▶ _ФРАГМЕНТ ТЕКСТА_

☆ ☆ ☆ ☆ ☆

Текст книги "Орлы императрицы"
Автор книги: Лев Полушкин
Жанр:
История
сообщить о нарушении
Текущая страница: 15 (всего у книги 25 страниц)
Все документы и вещи княжны тут же были конфискованы.
После ареста на корабле она не сразу поверила в измену Орлова, звала его на помощь, требовала немедленного освобождения. И сам А. Орлов первую ночь после этого провел в бессоннице и душевных терзаниях, пытаясь отвлечься с помощью каких-то «веселых книг». Возмущенная захватом общественность города Ливорно была недалека от мысли расправиться с коварным графом, который писал в это время Екатерине, что находится в опасности сделаться жертвой возмущенных свидетелей предательской интриги.
15 марта 1775 г. русская эскадра, состоящая из 5 линейных кораблей и фрегата, проходит через Гибралтарский пролив в Атлантический океан. У берегов Англии Тараканова делает попытку к бегству, решив воспользоваться стоявшей поблизости английской шлюпкой. Но во все время следования она находится под непрестанным наблюдением, и попытка не удалась.
В середине марта 1775 г. посланный Орловым по суше Крестенек прибывает с радостной вестью об аресте самозванки в Москву, где в это время пребывала императрица, а 22 мая у российских берегов ошвартовалась эскадра Грейга. В июне того же года возвращается на родину и А. Орлов, посещает в подмосковном Царицыне императрицу.

☆ ☆ ☆ ☆ ☆

▶ _ДАННЫЕ_
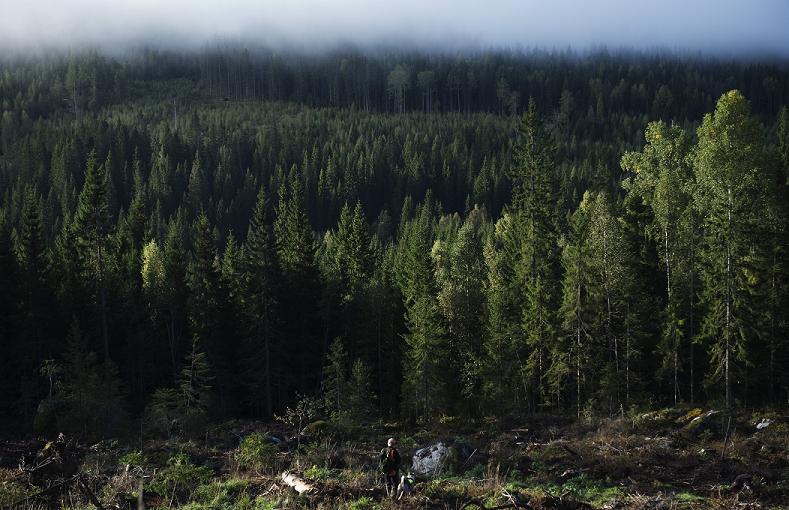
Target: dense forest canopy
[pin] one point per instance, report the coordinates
(215, 234)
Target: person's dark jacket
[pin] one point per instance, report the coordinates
(390, 460)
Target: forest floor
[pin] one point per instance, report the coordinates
(672, 459)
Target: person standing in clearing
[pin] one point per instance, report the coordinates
(390, 465)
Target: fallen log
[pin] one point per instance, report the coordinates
(297, 483)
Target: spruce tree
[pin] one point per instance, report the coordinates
(261, 276)
(534, 199)
(662, 178)
(425, 380)
(92, 227)
(729, 167)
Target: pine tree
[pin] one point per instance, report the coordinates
(663, 179)
(462, 299)
(534, 196)
(92, 228)
(610, 289)
(576, 311)
(206, 307)
(503, 385)
(9, 299)
(425, 381)
(730, 199)
(360, 395)
(335, 380)
(295, 248)
(91, 391)
(261, 277)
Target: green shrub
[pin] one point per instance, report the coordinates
(321, 473)
(364, 503)
(228, 494)
(134, 459)
(12, 493)
(256, 453)
(180, 478)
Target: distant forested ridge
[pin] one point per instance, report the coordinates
(187, 237)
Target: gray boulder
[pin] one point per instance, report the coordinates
(433, 459)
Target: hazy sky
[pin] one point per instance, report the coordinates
(725, 26)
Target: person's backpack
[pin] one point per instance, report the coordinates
(389, 459)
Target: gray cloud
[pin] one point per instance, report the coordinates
(718, 26)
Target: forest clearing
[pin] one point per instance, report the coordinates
(269, 254)
(668, 459)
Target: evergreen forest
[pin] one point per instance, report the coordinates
(198, 236)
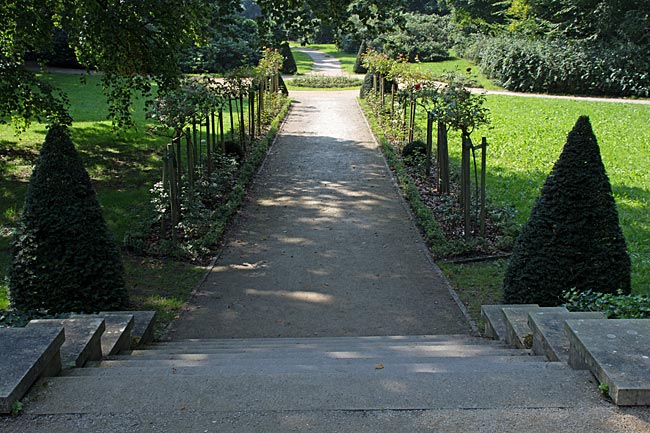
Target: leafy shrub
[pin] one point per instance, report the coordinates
(615, 306)
(289, 63)
(225, 52)
(573, 238)
(325, 82)
(63, 256)
(426, 37)
(358, 67)
(562, 66)
(414, 148)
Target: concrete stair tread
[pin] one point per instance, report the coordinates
(617, 352)
(288, 341)
(143, 325)
(343, 353)
(549, 336)
(380, 390)
(82, 338)
(117, 332)
(26, 354)
(518, 333)
(200, 360)
(358, 367)
(495, 322)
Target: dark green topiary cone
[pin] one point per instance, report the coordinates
(573, 238)
(63, 257)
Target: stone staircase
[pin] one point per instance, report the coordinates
(463, 382)
(315, 374)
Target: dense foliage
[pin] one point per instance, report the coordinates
(231, 45)
(573, 238)
(559, 65)
(125, 40)
(63, 257)
(615, 306)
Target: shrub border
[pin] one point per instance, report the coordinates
(419, 213)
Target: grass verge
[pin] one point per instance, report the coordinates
(304, 62)
(476, 283)
(123, 166)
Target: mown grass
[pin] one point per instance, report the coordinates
(525, 139)
(304, 62)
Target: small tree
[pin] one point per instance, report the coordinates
(573, 238)
(63, 256)
(288, 62)
(358, 67)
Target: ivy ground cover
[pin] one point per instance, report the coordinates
(526, 138)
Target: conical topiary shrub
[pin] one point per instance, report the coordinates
(573, 238)
(289, 63)
(358, 67)
(63, 257)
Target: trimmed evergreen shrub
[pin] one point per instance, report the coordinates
(415, 148)
(63, 257)
(358, 67)
(573, 238)
(289, 63)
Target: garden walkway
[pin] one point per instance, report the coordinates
(324, 245)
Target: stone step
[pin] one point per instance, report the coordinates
(549, 335)
(117, 333)
(321, 347)
(82, 338)
(490, 365)
(143, 325)
(25, 355)
(289, 341)
(377, 390)
(518, 333)
(495, 321)
(347, 353)
(323, 361)
(617, 352)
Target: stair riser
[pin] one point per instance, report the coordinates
(161, 394)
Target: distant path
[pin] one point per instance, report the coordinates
(324, 64)
(323, 245)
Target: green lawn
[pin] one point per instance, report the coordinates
(526, 138)
(122, 164)
(304, 63)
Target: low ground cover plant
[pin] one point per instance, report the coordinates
(615, 305)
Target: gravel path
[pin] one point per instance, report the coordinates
(324, 245)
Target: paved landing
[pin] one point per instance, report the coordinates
(323, 246)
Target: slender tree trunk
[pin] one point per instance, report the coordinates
(429, 144)
(443, 159)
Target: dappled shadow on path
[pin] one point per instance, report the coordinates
(322, 247)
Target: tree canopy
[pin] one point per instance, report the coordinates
(131, 43)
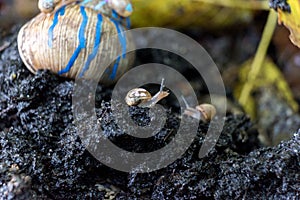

☆ ☆ ☆ ☆ ☆

▶ _ЗАДАНИЯ_
- A) Почему, согласно отрывку об аресте княжны Таракановой, её попытка бежать у берегов Англии не удалась? Ответьте в одном–трёх предложениях.
- B) Ответьте по отрывку об аресте княжны Таракановой:
(i) Сколько линейных кораблей было в русской эскадре, прошедшей 15 марта 1775 г. через Гибралтарский пролив?
(ii) В каком городе находилась императрица, когда туда прибыл Крестенек с вестью об аресте самозванки?
(iii) Где А. Орлов посетил императрицу в июне 1775 г.?
- C) Допишите продолжение отрывка об аресте княжны Таракановой, начав сразу после его последнего предложения.
Материал выше не связан с фрагментом текста и рассматривается отдельно.

▶ _ОТВЕТЫ_
- A) Тараканова хотела воспользоваться английской шлюпкой, стоявшей поблизости. Однако на всём пути следования эскадры она находилась под непрестанным наблюдением, поэтому попытка не удалась.

- B)
(i) Пять.
(ii) В Москве.
(iii) В подмосковном Царицыне.

- C)
Пойманную княжну и ее спутников предполагалось поместить в Ревеле, в «известном цухтгаузе», если Грейг прибудет туда. Но арестантов доставляют сначала в Кронштадт, а оттуда в строжайшей тайне препровождают в Петропавловскую крепость. 31 мая генерал-губернатор Петербурга Александр Михайлович Голицын, которому поручено вести дело княжны Таракановой, доносил, что «известная женщина и свиты ее два поляка, пять человек слуг и одна служанка» прибыли в Петропавловскую крепость в 2 часа дня 26 мая. «В тот же самый день приехал я в крепость, нашел сию женщину в немалом смущении от того, что она не воображая прежде учиненной ею дерзости, отнюдь не думала того, что посадят се в такое место. Оказывая мне о том свое удивление, спрашивала за что с нею столь жестоко поступают?.. свойства она чувствительного, вспыльчивого, разума и понятия острого, имеет многие знания, по французски и по немецки говорит она совершенно, с чистым обоих произношением и объявляет, что она, вояжируя по разным нациям, испытала великую в себе способность к скорому изучению языков, спознав в короткое время английский и итальянский, а живучи в Персии, учила арабский и персидский языки. Впрочем, росту она среднего, сухощава, статна, волосы имеет черные, глаза карие и несколько коса, нос продолговатый с горбом, почему и походит она на итальянку».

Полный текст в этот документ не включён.